Firman Allah ﷻ: “Kemudian biarkanlah mereka bermain-main dalam kesesatannya.” (Al-An'am: 91)
Artinya, biarkanlah mereka dalam kebodohan dan bermain-main dalam kesesatannya, hingga datang kepada mereka kepastian yang meyakinkan dari Allah. Maka mereka akan mengetahui siapakah yang akan mendapat balasan yang terpuji, apakah mereka ataukah hamba-hamba Allah yang bertakwa?
Ayat 92
Firman Allah ﷻ: “Dan kitab ini.” (Al-An'am: 92)
Yakni Al-Qur'an.
“Kitab ini kami turunkan dengan penuh berkah (oleh) yang membenarkan kitab-kitab yang (diturunkan) sebelumnya dan agar kamu memberi peringatan kepada (penduduk) Ummul Qura.” (Al-An'am: 92)
Maksudnya adalah kota Mekah.
“Dan orang-orang yang di luar lingkungannya.” (Al-An'am: 92) Dari kalangan kabilah-kabilah Arab Badui dan semua bangsa dari keturunan Anak Adam, baik yang Arab maupun yang 'Ajam, seperti yang disebutkan oleh Allah ﷻ dalam ayat-ayat lain, yaitu:
“Katakanlah, ‘Wahai manusia, sesungguhnya aku adalah utusan Allah kepada kalian semua’.” (Al-A'raf: 158)
“Supaya dengan itu aku memberi peringatan kepada kalian dan kepada orang-orang yang sampai Al-Qur'an (kepadanya).” (Al-An'am: 19)
“Dan barang siapa di antara mereka (orang-orang Quraisy) dan sekutu-sekutunya yang kafir kepada Al-Qur'an, maka nerakalah tempat yang diancamkan baginya.” (Hud: 17)
Maha Suci Allah yang telah menurunkan Al-Furqan (Al-Qur'an) kepada hamba-Nya, agar dia menjadi pemberi peringatan kepada seluruh alam.” (Al-Furqan: 1)
“Dan katakanlah kepada orang-orang yang telah diberi Kitab dan kepada orang-orang buta huruf, ‘Sudahkah kamu masuk Islam?’ Jika mereka masuk Islam, berarti mereka telah mendapat petunjuk, tetapi jika mereka berpaling, maka kewajibanmu hanyalah menyampaikan. Dan Allah Maha Melihat hamba-hamba-Nya.” (Ali Imran: 20)
————
**Latihan Singkat 1:** Identifikasi setiap baris dalam catatan di bawah yang memuat kata "pumpkin", lalu salin baris-baris tersebut.

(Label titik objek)
————
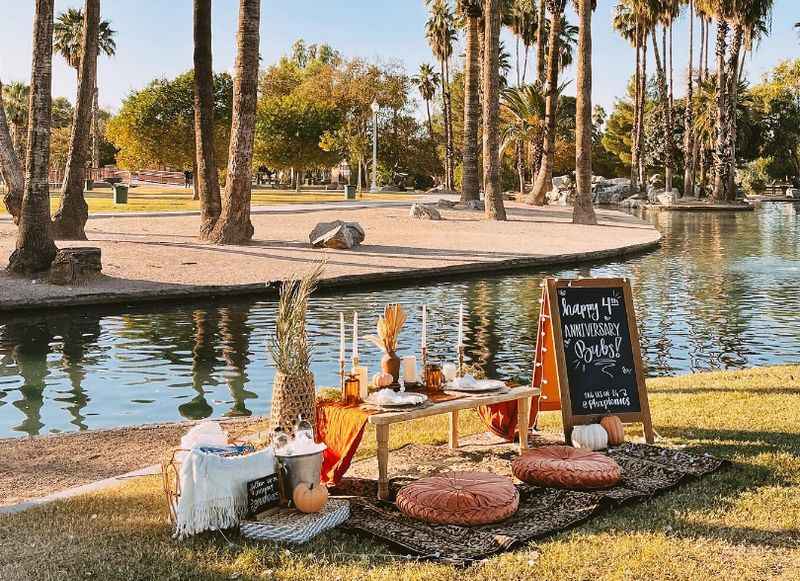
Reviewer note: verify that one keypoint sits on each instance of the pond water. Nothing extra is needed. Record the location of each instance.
(721, 293)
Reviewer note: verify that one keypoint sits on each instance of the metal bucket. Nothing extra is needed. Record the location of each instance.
(292, 470)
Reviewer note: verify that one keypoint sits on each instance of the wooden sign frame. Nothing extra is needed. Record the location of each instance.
(556, 341)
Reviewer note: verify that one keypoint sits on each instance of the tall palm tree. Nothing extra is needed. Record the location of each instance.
(544, 178)
(10, 167)
(583, 212)
(472, 11)
(67, 35)
(233, 225)
(15, 98)
(35, 249)
(495, 209)
(441, 33)
(205, 158)
(427, 81)
(70, 219)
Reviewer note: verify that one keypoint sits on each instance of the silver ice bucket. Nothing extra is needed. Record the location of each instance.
(292, 470)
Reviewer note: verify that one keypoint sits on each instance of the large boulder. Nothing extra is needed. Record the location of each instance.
(337, 234)
(424, 212)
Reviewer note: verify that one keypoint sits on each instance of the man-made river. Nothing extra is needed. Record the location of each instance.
(721, 293)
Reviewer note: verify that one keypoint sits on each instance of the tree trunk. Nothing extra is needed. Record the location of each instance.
(470, 186)
(722, 146)
(35, 249)
(540, 63)
(493, 197)
(10, 166)
(207, 177)
(70, 219)
(544, 179)
(233, 225)
(688, 144)
(583, 212)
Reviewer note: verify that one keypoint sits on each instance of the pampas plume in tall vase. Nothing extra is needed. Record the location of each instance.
(293, 389)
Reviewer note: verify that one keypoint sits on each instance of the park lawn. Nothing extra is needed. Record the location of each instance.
(158, 199)
(740, 523)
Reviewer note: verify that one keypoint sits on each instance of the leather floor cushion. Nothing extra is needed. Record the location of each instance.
(566, 467)
(459, 498)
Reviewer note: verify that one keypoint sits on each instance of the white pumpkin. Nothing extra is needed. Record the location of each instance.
(591, 436)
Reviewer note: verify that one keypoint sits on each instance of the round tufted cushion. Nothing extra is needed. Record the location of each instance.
(459, 498)
(566, 467)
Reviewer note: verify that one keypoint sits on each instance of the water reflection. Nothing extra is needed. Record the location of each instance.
(721, 293)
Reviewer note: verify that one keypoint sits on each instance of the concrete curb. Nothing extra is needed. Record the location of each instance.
(343, 282)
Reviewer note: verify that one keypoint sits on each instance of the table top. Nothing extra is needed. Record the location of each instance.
(464, 403)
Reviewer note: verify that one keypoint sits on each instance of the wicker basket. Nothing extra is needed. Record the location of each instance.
(292, 396)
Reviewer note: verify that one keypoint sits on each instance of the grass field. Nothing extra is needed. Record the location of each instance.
(740, 523)
(160, 199)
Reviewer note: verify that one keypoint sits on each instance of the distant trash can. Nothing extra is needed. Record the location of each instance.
(120, 194)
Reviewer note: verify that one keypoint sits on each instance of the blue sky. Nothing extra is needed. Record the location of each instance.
(155, 40)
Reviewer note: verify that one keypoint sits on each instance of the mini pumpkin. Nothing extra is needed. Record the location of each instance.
(590, 436)
(382, 379)
(615, 429)
(309, 497)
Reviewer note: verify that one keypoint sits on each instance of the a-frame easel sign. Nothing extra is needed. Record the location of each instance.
(588, 354)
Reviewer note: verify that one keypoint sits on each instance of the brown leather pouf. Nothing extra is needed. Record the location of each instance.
(566, 467)
(459, 498)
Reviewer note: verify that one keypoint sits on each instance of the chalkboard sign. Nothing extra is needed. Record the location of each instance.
(262, 493)
(592, 330)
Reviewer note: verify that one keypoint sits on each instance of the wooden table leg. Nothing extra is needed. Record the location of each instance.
(523, 419)
(382, 435)
(453, 430)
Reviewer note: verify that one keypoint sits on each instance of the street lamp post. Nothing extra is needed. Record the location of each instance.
(375, 108)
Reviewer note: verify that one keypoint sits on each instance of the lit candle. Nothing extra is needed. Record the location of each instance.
(341, 337)
(355, 338)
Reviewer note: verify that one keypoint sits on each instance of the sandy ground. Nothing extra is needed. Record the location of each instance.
(159, 256)
(34, 467)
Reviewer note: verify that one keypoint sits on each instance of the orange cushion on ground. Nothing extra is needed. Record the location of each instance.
(566, 467)
(459, 498)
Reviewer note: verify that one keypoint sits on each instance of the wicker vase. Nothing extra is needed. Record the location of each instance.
(292, 396)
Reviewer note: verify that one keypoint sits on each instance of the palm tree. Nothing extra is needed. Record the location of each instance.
(495, 209)
(70, 219)
(544, 178)
(206, 173)
(15, 98)
(67, 35)
(583, 212)
(427, 80)
(472, 12)
(10, 167)
(35, 249)
(441, 33)
(233, 225)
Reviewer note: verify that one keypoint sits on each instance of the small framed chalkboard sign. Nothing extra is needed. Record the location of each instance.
(262, 493)
(597, 353)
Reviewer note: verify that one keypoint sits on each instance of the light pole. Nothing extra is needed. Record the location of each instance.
(375, 108)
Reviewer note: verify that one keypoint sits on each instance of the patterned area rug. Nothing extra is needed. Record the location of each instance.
(647, 470)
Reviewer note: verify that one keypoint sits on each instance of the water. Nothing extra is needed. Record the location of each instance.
(721, 293)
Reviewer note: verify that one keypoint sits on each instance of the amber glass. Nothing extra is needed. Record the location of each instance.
(351, 395)
(434, 378)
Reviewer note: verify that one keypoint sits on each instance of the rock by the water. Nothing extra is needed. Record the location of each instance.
(424, 212)
(337, 234)
(74, 265)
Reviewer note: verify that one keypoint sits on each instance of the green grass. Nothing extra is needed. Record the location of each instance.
(740, 523)
(158, 199)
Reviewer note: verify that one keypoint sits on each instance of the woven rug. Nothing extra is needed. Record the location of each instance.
(647, 471)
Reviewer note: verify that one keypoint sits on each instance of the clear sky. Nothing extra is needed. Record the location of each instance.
(155, 40)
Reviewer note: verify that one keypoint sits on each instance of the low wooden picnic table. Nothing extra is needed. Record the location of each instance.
(382, 422)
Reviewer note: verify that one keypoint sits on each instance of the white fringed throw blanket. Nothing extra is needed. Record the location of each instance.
(214, 489)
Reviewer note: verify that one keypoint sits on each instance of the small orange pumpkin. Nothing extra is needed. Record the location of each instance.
(309, 497)
(615, 429)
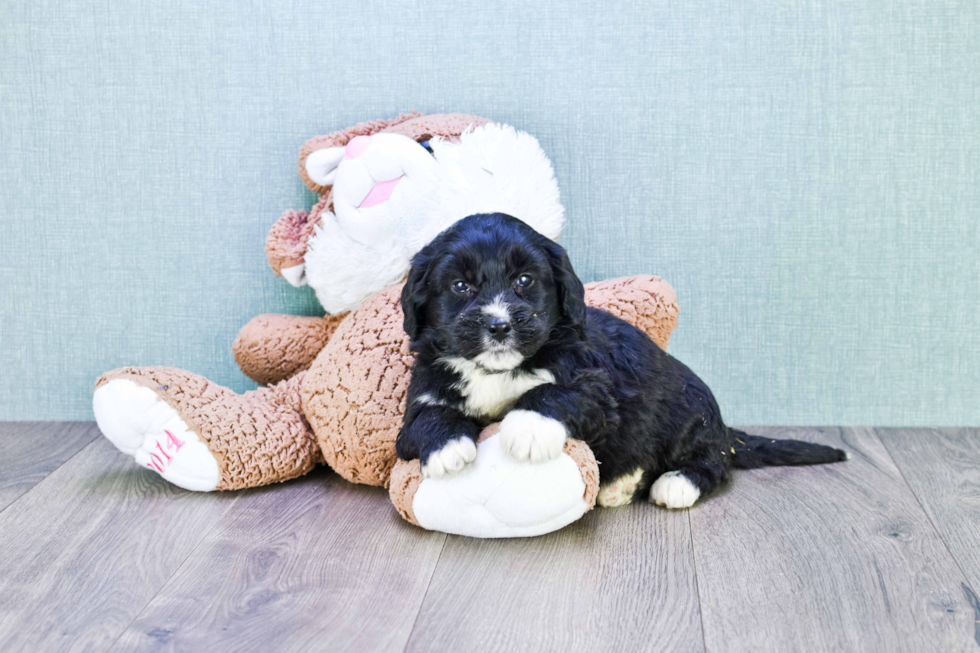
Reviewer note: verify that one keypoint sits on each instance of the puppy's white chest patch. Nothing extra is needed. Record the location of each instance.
(493, 394)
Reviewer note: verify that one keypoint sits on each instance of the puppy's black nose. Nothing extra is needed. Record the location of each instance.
(499, 329)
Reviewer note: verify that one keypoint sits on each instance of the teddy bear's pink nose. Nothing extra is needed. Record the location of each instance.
(356, 146)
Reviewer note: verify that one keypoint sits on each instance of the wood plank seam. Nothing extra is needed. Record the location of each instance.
(176, 569)
(425, 594)
(968, 592)
(73, 456)
(697, 583)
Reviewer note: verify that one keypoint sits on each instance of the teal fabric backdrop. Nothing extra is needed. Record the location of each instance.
(806, 175)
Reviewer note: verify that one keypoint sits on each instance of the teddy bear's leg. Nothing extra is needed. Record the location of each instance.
(201, 436)
(272, 348)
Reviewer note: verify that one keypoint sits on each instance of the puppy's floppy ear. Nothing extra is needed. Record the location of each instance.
(415, 293)
(571, 292)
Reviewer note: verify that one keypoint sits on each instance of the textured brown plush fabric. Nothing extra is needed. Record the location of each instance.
(354, 393)
(285, 245)
(406, 476)
(258, 438)
(272, 347)
(643, 300)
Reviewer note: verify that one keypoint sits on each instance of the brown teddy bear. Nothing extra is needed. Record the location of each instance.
(336, 385)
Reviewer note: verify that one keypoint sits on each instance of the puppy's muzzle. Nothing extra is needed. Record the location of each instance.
(499, 328)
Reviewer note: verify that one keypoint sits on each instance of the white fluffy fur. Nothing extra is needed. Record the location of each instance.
(453, 457)
(496, 496)
(488, 394)
(134, 419)
(321, 166)
(619, 492)
(527, 435)
(355, 252)
(674, 490)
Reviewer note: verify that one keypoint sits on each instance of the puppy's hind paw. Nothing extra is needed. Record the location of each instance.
(674, 490)
(527, 435)
(453, 457)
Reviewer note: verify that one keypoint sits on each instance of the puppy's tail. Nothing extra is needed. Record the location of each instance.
(752, 451)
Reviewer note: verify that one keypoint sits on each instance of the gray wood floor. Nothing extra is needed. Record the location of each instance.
(881, 553)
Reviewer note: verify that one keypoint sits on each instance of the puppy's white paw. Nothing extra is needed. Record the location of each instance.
(619, 492)
(526, 435)
(453, 457)
(674, 490)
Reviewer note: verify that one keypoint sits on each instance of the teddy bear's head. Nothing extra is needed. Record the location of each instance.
(389, 187)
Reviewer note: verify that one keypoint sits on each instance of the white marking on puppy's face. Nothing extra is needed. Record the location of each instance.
(527, 435)
(489, 394)
(453, 457)
(425, 399)
(674, 490)
(619, 492)
(497, 308)
(499, 360)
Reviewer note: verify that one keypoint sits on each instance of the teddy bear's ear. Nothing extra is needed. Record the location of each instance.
(321, 165)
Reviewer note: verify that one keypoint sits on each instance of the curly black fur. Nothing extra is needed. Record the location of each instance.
(604, 379)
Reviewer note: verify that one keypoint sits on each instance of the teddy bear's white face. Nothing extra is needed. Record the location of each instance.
(393, 195)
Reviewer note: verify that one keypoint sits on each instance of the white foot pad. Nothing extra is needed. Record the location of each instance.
(145, 427)
(497, 496)
(674, 490)
(454, 456)
(526, 435)
(619, 492)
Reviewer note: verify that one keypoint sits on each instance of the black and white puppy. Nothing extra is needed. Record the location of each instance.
(500, 329)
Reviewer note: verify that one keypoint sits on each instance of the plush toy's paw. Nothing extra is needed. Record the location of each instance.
(497, 496)
(674, 490)
(619, 492)
(145, 427)
(526, 435)
(453, 457)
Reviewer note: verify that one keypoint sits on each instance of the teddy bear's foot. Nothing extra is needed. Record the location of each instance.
(141, 425)
(497, 496)
(201, 436)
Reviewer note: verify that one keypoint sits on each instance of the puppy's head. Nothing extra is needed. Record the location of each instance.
(491, 290)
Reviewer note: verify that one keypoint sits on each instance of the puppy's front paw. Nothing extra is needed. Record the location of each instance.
(453, 457)
(526, 435)
(674, 490)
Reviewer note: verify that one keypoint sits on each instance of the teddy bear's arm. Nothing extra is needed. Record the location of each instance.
(643, 300)
(272, 348)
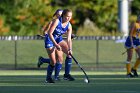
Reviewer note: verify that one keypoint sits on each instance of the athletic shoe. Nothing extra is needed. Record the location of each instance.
(129, 75)
(134, 72)
(57, 78)
(49, 80)
(73, 36)
(39, 61)
(68, 77)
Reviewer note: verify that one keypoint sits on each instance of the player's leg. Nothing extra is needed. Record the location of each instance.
(68, 62)
(42, 60)
(58, 64)
(129, 57)
(51, 53)
(134, 69)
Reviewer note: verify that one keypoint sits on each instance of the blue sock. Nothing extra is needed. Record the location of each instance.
(68, 63)
(45, 60)
(58, 67)
(49, 71)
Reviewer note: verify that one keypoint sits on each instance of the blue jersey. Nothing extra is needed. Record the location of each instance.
(57, 34)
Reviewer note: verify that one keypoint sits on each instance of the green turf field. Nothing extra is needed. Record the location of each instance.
(32, 81)
(85, 51)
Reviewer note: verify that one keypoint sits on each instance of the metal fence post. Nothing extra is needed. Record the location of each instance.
(15, 54)
(97, 53)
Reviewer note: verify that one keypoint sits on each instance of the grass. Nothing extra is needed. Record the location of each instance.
(32, 81)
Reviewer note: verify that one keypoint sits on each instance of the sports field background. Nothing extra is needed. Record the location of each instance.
(92, 54)
(106, 71)
(33, 81)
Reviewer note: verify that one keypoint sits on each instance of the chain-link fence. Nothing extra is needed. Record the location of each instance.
(91, 52)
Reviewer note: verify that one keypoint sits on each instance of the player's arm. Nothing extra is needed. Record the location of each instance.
(131, 34)
(69, 41)
(50, 33)
(46, 28)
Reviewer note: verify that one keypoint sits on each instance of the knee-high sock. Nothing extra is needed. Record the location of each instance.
(68, 63)
(49, 71)
(45, 60)
(58, 67)
(128, 67)
(136, 64)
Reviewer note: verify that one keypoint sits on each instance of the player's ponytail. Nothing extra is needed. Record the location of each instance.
(65, 11)
(57, 12)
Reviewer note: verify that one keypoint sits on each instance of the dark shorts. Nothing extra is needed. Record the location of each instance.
(49, 43)
(136, 42)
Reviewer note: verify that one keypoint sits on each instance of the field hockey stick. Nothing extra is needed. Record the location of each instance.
(124, 52)
(86, 77)
(40, 36)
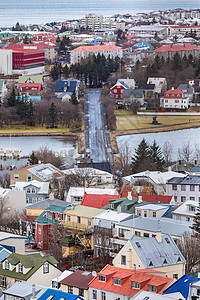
————
**Latihan Singkat 2:** Tolong tuliskan kembali bagian teks tafsir Surah Al-An'am tanpa mengubah apa pun, semuanya mulai dari "Artinya, biarkanlah mereka" hingga "Allah yang bertakwa?".

**Jawaban Akhir 1:**
Reviewer note: verify that one keypoint sits on each instance of the white pumpkin. Nothing extra is needed. Record the location of each instance.
Reviewer note: verify that one keypoint sits on each instance of the mini pumpkin. Nothing extra is needed. Record the location of each instance.
Reviewer note: verify that one keypoint sits on each instance of the small orange pumpkin. Nothing extra is needed. Record the location of each instance.

**Jawaban Akhir 2:**
Artinya, biarkanlah mereka dalam kebodohan dan bermain-main dalam kesesatannya, hingga datang kepada mereka kepastian yang meyakinkan dari Allah. Maka mereka akan mengetahui siapakah yang akan mendapat balasan yang terpuji, apakah mereka ataukah hamba-hamba Allah yang bertakwa?